MATERIAL FOR THIS TASK:

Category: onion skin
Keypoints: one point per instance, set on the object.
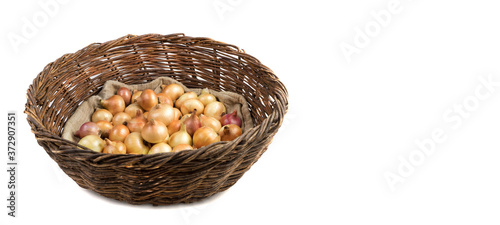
(182, 147)
(229, 132)
(174, 127)
(163, 113)
(135, 144)
(147, 99)
(205, 136)
(119, 133)
(93, 142)
(88, 128)
(160, 148)
(193, 123)
(184, 97)
(126, 94)
(121, 118)
(173, 91)
(177, 114)
(180, 137)
(164, 99)
(135, 95)
(154, 132)
(206, 98)
(215, 110)
(211, 122)
(105, 127)
(102, 114)
(231, 118)
(132, 109)
(137, 123)
(114, 104)
(114, 147)
(191, 105)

TO DO:
Give all entries again verbatim, without any images.

OUTPUT OF THE TASK:
Category: onion skin
Keypoints: one point per instance, set on the object.
(182, 147)
(229, 132)
(174, 127)
(163, 113)
(135, 144)
(147, 99)
(205, 136)
(119, 133)
(93, 142)
(88, 128)
(160, 148)
(193, 123)
(184, 97)
(126, 94)
(121, 118)
(173, 91)
(177, 114)
(180, 137)
(164, 99)
(135, 95)
(154, 132)
(206, 98)
(215, 110)
(211, 122)
(105, 127)
(102, 114)
(231, 118)
(132, 109)
(137, 123)
(114, 104)
(114, 147)
(191, 105)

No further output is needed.